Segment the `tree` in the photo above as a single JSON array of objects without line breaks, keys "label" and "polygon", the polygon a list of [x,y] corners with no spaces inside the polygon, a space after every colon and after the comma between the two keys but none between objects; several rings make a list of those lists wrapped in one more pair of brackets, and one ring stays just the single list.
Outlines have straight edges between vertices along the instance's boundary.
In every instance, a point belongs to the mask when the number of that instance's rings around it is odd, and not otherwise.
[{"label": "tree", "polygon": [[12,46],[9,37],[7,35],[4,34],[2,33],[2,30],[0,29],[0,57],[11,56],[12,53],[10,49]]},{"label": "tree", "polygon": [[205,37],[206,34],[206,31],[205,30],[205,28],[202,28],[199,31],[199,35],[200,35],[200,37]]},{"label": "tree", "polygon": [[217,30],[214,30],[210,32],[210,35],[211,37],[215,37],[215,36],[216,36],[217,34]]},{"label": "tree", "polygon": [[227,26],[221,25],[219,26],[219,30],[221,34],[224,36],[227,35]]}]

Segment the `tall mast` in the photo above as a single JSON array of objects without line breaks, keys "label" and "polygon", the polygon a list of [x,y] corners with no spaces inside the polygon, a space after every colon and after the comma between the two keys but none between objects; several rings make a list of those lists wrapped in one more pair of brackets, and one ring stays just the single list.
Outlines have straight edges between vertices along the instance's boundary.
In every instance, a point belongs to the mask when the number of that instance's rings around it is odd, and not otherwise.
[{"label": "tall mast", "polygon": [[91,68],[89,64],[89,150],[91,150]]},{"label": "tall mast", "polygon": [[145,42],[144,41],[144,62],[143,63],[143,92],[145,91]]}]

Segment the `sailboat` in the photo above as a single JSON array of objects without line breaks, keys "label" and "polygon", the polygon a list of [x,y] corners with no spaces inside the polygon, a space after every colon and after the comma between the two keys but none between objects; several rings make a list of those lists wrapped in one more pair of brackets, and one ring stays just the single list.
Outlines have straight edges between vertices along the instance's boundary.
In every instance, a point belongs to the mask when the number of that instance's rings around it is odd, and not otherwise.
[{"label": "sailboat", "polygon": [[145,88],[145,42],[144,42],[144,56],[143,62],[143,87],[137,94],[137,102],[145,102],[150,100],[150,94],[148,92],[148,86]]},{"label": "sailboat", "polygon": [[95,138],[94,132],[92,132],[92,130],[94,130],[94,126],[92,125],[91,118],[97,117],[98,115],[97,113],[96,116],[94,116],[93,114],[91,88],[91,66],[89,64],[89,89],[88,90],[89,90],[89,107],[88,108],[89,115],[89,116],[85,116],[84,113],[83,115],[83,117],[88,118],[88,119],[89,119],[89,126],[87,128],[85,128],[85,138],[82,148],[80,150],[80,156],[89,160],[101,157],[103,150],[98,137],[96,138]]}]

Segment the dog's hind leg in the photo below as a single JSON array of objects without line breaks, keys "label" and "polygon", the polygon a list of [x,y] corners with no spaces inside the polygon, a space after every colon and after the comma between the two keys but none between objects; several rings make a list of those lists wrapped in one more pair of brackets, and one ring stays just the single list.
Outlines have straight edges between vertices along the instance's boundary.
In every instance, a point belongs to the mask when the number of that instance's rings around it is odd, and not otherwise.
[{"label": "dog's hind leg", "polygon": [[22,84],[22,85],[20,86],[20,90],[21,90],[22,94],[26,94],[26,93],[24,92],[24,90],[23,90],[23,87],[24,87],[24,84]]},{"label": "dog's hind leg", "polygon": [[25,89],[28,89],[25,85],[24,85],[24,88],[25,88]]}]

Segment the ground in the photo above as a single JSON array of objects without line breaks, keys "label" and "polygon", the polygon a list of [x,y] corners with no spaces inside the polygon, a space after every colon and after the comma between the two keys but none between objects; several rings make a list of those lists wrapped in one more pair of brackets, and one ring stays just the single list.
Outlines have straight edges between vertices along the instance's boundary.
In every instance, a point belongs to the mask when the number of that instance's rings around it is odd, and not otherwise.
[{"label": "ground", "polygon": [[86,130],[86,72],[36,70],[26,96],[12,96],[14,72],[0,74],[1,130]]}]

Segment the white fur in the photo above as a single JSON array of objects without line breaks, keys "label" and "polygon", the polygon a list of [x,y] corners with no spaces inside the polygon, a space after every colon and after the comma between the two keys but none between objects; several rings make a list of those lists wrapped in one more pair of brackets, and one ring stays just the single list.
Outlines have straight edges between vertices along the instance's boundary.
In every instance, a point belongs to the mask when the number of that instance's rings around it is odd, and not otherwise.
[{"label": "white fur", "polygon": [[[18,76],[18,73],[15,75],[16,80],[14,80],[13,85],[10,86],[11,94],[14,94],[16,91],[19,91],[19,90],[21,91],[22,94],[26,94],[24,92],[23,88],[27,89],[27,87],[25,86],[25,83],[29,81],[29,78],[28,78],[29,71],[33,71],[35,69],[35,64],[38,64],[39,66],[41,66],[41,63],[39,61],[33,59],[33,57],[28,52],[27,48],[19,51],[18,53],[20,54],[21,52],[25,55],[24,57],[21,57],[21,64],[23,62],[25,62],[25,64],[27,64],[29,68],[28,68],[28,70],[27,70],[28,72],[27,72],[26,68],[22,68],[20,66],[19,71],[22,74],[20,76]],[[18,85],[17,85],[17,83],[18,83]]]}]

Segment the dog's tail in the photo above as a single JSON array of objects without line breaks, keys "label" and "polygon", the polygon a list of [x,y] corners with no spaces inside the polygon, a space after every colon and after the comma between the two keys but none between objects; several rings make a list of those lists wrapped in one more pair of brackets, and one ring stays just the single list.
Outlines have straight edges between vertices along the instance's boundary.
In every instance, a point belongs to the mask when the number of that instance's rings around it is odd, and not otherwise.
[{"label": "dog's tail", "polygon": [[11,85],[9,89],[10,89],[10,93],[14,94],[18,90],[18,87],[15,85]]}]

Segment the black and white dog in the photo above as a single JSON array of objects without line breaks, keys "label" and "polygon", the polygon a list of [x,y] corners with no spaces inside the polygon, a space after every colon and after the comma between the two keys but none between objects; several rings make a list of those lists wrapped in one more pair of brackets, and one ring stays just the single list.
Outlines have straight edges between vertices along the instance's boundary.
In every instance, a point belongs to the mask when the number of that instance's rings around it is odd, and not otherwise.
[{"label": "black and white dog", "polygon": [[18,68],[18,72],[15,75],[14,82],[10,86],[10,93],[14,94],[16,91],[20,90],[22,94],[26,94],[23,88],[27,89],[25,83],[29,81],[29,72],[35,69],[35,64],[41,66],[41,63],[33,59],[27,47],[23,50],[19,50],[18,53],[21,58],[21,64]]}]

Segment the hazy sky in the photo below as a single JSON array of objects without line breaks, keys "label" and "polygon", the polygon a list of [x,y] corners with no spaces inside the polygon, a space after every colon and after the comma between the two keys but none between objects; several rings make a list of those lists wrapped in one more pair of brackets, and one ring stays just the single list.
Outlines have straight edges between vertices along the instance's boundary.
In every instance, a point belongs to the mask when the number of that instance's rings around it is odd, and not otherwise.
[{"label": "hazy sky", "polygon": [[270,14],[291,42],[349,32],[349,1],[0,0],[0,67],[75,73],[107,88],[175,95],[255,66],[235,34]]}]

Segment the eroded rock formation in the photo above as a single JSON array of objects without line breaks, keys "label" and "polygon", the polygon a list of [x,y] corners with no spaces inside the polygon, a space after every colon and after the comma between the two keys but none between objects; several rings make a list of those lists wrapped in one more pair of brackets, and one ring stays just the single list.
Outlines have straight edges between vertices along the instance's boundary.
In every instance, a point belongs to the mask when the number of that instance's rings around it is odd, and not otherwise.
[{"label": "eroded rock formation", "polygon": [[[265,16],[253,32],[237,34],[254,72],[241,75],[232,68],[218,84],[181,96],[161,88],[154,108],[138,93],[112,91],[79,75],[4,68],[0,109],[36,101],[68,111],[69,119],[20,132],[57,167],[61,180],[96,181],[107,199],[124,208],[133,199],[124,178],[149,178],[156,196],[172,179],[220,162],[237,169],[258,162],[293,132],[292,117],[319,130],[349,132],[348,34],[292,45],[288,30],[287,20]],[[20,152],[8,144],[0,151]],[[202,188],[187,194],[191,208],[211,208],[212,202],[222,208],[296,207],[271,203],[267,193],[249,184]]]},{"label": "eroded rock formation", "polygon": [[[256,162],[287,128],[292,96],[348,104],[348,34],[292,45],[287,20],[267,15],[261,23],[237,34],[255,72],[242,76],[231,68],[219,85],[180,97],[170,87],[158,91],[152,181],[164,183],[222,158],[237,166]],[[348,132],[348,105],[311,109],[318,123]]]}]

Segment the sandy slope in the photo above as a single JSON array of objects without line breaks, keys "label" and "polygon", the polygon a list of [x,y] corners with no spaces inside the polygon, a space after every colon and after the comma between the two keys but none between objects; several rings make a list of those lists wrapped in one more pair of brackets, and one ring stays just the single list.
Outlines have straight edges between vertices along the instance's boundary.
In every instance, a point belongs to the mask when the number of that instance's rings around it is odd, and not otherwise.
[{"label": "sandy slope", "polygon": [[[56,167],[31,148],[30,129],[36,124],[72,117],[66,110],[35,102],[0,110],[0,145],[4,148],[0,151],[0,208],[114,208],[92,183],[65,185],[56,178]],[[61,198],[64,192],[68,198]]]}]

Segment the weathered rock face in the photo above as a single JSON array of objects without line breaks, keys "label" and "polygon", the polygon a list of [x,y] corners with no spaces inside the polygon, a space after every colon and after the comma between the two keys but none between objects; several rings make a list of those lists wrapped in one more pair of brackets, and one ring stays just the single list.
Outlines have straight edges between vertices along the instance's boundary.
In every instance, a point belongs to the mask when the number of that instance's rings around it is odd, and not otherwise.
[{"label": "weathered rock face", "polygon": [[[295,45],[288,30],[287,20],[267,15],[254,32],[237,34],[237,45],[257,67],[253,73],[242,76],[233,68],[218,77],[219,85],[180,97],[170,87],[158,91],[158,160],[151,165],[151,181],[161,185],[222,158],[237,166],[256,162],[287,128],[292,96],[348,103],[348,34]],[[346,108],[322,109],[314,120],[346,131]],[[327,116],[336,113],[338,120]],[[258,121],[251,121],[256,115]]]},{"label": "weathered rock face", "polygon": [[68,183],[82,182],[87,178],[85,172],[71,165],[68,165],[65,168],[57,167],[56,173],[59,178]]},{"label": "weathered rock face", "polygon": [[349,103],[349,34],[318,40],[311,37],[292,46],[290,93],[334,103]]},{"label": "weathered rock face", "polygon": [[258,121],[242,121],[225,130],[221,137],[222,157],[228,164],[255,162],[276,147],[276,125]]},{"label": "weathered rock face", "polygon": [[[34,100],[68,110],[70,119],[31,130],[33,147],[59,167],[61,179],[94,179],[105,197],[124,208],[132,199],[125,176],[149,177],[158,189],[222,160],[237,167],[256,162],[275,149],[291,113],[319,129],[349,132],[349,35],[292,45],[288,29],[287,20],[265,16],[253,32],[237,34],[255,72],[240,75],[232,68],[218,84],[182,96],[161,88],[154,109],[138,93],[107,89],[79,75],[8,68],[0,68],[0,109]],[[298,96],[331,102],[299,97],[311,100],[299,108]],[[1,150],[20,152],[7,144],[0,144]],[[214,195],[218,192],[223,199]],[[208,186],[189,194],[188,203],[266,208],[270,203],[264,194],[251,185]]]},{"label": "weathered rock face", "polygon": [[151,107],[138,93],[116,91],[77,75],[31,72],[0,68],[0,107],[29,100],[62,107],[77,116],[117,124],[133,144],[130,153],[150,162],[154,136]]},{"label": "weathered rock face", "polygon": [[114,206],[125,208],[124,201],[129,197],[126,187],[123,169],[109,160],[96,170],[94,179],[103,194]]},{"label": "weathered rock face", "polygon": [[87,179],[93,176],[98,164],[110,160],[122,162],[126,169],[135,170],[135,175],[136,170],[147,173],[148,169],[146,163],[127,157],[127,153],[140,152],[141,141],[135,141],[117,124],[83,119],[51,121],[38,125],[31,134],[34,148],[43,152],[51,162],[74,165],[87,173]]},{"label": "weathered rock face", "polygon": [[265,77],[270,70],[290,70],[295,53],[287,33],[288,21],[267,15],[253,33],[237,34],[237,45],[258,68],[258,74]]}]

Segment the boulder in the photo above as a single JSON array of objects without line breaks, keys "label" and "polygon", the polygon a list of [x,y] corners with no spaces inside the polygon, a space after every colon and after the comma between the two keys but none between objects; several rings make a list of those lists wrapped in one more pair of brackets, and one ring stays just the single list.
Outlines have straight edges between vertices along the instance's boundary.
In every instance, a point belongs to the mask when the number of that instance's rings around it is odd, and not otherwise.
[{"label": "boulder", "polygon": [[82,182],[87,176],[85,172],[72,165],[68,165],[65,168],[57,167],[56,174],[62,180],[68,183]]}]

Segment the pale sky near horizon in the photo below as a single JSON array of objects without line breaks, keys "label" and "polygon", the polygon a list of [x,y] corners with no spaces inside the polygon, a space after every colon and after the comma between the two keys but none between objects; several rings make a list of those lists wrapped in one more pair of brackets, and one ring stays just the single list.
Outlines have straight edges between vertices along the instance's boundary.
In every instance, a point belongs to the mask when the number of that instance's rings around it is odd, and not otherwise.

What the task requires: Return every line of the data above that contains the word "hazy", copying each line in full.

Response:
Segment the hazy sky in the photo below as a single JSON array of objects without line breaks, keys "label" and "polygon", the polygon a list of [x,y] corners with no spaces inside the polygon, a space after every colon and after the comma between the two keys but none between objects; several rings make a list of those lists wrapped in one more pair of brackets, and one ring stays just the single list.
[{"label": "hazy sky", "polygon": [[270,14],[291,42],[349,32],[349,1],[0,0],[0,67],[75,73],[107,88],[175,95],[255,66],[235,34]]}]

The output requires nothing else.